Hurricane Hunting From Outer Space

Satellite image of hurrican Dorian

If you live in the right part of the world, you spend a lot of the year worried about hurricanes or — technically — tropical cyclones. These storms carry an amazing amount of power and can change your life. However, we are relatively spoiled these days compared to the past. It is hard to imagine, but there was a time when a hurricane’s arrival was something of a mystery. Sure, ships would report what they encountered, but finding exact data about a hurricane was a bit hit or miss. We often talk about space technology making life better. Weather forecasting — especially for tropical storms — is one place where money spent in space has made life much better on Earth.

The lack of data about storms can be fatal. The Great Galveston hurricane of 1900 took around 12,000 lives. It might have had a better outcome, but forecasters missed where the storm was heading, announcing that it would go from Cuba to Florida which was just totally wrong. Not that a forecaster couldn’t make a mistake today, but with aircraft and satellite coverage, you’d know very quickly that the prediction was wrong and you’d sound the alarm. In truth, the prediction models have become very good over the years, so the chances of this happening today are virtually nil in any event. But being able to precisely locate and track storms helps reduce the impact of the storm and also feeds data into the models that makes them even more accurate for the future.

Recon Aircraft

You’d think it would be a bit of a risk to fly a plane into a hurricane. You’d be right, although if you do it correctly and everything goes well, you stay out of the hurricane but — of course — things don’t always go well.

Duckworth
The first man to fly into a hurricane — at least, on purpose

On July 27, 1943, U.S. Army Air Forces Lt. Col. Joseph B. Duckworth who was an experienced instrument-rated commercial pilot in civilian life, decided to fly into the eye of a hurricane deliberately. He and a navigator found the eye of a storm near Houston and after identifying it, flew into it again with a meteorologist aboard.

### Exercise instructions
1. Retype the part of the hurricane hunting article starting with "You’d think it" and going on through "a meteorologist aboard.".
2. According to the hurricane hunting article, how many lives did the Great Galveston hurricane of 1900 take?
3. Continue the hurricane hunting article from its final sentence.
The lines after this point come from a different source than the hurricane hunting article.

### Data excerpt
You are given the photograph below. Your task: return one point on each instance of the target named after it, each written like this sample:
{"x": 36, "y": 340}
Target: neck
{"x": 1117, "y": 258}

### Answers per task
1.
You’d think it would be a bit of a risk to fly a plane into a hurricane. You’d be right, although if you do it correctly and everything goes well, you stay out of the hurricane but — of course — things don’t always go well.

Duckworth
The first man to fly into a hurricane — at least, on purpose

On July 27, 1943, U.S. Army Air Forces Lt. Col. Joseph B. Duckworth who was an experienced instrument-rated commercial pilot in civilian life, decided to fly into the eye of a hurricane deliberately. He and a navigator found the eye of a storm near Houston and after identifying it, flew into it again with a meteorologist aboard.

2. Around 12,000.

3.
The flight was unauthorized and possibly the result of a bet, but the data was useful enough that the service made more hurricane flights later that year and this began a long tradition of hurricane hunter flights.

Outer Space

Of course, in the space age, why do you need an airplane to get a view of a hurricane? The answer is, naturally, you don’t. We take it for granted today that satellites beam images of the Earth down, but that hasn’t always been the case. The Television Infrared Observation Satellite Program (TIROS) in the 1960s was a trailblazer for beaming down pictures of the Earth from space.

TIROS 3
The TIROS 3 satellite before launch

According to NASA, TIROS I was a technical marvel for its day:

The spacecraft was 42 inches in diameter, 19 inches high and weighed 270 pounds. The craft was made of aluminum alloy and stainless steel which was then covered by 9200 solar cells. The solar cells served to charge the on-board batteries. Three pairs of solid-propellant spin rockets were mounted on the base plate.

Two television cameras were housed in the craft, one low-resolution and one high-resolution. A magnetic tape recorder for each camera was supplied for storing photographs while the satellite was out of range of the ground station network.

The antennas consisted of four rods from the base plate to serve as transmitters and one vertical rod from the center of the top plate to serve as a receiver.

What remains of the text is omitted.